• [EXERCISE DETAILS]:
Reproduce this passage from the text on the Buddhist wheel-of-life painting word for word, beginning at the words "Do you ever" and stopping after "and 20 countries.".

Do you ever feel like you’re trapped in a hamster wheel, while the lord of hell sinks his tusk-sized fangs into you? If so, you might feel a jolt of recognition upon seeing a Buddhist thangka painting by the Nepalese Master Buddha Lama. It’s been created for an exhibition of Buddhist artworks and manuscripts now at the British Library in London, featuring scrolls, artefacts and illuminated books spanning 2,000 years and 20 countries.
Although Buddhist principles like mindfulness have filtered into mainstream Western culture, other key tenets might not be as well-known. According to Buddhist cosmology, life is suffering experienced within the cycle of birth, death and rebirth. In Lama’s painting, we are in the big wheel that Yama, the lord of hell, is holding. (His facial hair is on fire and he wears a crown of skulls.) At the centre of the wheel are three animals symbolising the root causes of suffering, the ‘three poisons’: ignorance (pig), attachment (rooster), and anger (snake). The latter two come out of the mouth of the pig: ignorance is the primary obstacle to achieving anything, take note.
This thangka painting depicts the wheel of life (Credit: Master Buddha Lama, Sunapati Thangka Painting School, Bhaktapur, Nepal)
The ferris wheel of samsara (rebirth) rotates on this hub. The slice of pie at the top represents the realm of the gods (a gilded cage); the one on the bottom is hell. The others are the realms of demi-gods and humans (top half), and animals and ‘hungry ghosts’ (bottom half). People who are ruled by their cravings are reborn as hungry ghosts. Rebirth in the human realm is fortunate because it offers greater opportunities to escape samsara and achieve nirvana – the extinguishing of desire.

• [INPUT DATA]:
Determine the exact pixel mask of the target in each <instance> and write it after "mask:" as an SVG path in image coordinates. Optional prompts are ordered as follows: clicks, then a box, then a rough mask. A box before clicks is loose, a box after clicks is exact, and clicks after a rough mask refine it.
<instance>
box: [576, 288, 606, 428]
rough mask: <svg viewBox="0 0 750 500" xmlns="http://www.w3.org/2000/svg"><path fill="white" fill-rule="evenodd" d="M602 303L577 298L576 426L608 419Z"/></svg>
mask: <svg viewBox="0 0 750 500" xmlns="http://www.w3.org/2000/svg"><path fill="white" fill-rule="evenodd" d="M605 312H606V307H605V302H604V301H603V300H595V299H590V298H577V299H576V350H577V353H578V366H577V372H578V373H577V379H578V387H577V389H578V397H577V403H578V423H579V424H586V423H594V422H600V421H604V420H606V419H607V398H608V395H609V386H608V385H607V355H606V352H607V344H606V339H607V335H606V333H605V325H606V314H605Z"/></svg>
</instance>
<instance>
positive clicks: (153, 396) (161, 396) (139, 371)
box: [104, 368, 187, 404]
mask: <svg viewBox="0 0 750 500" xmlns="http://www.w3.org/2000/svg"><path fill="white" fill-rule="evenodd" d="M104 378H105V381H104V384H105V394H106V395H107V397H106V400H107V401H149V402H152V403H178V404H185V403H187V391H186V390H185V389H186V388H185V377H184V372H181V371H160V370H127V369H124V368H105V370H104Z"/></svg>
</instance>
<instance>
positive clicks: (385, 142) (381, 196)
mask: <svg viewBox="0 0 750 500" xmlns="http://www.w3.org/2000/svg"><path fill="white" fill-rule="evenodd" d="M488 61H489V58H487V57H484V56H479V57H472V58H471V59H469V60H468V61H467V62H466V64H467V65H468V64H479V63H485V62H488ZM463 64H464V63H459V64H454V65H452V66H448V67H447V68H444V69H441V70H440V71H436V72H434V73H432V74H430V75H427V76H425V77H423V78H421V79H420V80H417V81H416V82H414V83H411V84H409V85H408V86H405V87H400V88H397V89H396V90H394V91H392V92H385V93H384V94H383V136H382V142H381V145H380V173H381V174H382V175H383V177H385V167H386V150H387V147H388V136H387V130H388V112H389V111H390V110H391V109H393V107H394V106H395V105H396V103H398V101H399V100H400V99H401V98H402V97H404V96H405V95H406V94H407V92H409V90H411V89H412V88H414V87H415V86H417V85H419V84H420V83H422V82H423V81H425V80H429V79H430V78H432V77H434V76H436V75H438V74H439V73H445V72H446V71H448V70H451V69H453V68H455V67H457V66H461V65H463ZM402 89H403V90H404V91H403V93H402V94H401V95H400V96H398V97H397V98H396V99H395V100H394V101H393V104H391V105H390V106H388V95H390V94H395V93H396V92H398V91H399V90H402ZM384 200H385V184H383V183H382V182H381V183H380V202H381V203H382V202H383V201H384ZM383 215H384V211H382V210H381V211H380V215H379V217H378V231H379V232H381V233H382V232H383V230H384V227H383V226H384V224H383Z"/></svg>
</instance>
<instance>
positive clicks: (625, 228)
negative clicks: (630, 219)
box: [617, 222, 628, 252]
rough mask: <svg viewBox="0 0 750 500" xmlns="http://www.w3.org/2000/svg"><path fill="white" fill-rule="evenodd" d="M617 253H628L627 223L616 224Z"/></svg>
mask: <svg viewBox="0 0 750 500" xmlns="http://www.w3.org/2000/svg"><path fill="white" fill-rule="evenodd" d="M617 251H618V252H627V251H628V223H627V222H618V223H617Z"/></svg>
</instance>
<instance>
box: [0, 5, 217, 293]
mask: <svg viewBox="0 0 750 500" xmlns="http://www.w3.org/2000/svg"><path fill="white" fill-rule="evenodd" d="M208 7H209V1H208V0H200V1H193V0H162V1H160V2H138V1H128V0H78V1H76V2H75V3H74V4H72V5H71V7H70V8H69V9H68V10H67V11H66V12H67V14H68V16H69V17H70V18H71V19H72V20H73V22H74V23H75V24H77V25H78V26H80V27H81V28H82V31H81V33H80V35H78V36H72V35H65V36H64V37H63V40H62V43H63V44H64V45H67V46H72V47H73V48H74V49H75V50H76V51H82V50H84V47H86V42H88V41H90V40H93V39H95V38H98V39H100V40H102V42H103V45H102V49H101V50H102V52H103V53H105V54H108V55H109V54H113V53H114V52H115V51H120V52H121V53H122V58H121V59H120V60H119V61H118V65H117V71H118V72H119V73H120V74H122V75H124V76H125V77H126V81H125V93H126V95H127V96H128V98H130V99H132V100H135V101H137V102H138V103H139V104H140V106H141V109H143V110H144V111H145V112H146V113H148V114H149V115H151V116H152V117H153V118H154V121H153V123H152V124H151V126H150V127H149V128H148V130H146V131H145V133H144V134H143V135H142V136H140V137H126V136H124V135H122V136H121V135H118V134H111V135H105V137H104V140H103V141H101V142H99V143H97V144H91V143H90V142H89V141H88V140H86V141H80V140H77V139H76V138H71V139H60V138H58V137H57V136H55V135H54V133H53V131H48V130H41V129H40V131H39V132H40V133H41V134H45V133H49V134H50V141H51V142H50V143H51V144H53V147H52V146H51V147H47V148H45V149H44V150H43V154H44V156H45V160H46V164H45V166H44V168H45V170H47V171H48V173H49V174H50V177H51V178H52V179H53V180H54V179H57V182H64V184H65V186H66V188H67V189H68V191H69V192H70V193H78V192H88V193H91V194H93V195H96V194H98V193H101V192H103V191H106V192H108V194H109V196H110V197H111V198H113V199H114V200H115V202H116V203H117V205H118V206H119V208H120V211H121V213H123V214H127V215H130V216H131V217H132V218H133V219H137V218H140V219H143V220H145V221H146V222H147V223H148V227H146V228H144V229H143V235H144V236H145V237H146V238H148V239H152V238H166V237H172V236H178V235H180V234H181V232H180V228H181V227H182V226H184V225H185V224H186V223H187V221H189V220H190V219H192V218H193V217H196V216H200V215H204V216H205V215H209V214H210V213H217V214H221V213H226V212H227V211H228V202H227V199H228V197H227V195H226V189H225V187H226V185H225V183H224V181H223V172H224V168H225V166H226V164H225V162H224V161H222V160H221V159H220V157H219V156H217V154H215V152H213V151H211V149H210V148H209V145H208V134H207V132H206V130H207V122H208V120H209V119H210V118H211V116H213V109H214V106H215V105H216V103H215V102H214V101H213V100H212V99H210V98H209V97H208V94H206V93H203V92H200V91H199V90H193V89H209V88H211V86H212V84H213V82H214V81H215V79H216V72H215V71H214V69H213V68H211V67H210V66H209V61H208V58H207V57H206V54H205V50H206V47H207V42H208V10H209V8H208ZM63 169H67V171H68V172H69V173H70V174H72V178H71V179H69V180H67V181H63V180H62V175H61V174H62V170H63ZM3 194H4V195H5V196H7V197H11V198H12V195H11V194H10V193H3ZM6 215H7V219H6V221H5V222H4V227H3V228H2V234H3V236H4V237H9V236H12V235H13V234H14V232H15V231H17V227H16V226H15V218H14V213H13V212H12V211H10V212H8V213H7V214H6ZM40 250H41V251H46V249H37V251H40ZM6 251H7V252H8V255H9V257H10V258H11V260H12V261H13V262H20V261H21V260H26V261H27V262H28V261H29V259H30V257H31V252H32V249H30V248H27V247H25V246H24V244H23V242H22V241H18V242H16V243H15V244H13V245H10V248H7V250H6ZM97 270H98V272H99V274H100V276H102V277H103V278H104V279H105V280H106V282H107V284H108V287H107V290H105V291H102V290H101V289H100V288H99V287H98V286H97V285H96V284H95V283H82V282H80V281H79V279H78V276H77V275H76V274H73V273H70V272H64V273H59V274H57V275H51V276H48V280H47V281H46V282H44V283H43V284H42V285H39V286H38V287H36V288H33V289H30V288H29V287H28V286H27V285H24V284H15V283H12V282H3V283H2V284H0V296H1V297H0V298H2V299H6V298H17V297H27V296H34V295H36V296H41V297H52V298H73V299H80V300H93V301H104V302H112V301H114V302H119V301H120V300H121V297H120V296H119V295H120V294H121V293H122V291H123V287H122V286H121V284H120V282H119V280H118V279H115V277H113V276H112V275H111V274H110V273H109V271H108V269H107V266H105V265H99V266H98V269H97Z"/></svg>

• [TASK SOLUTION]:
Do you ever feel like you’re trapped in a hamster wheel, while the lord of hell sinks his tusk-sized fangs into you? If so, you might feel a jolt of recognition upon seeing a Buddhist thangka painting by the Nepalese Master Buddha Lama. It’s been created for an exhibition of Buddhist artworks and manuscripts now at the British Library in London, featuring scrolls, artefacts and illuminated books spanning 2,000 years and 20 countries.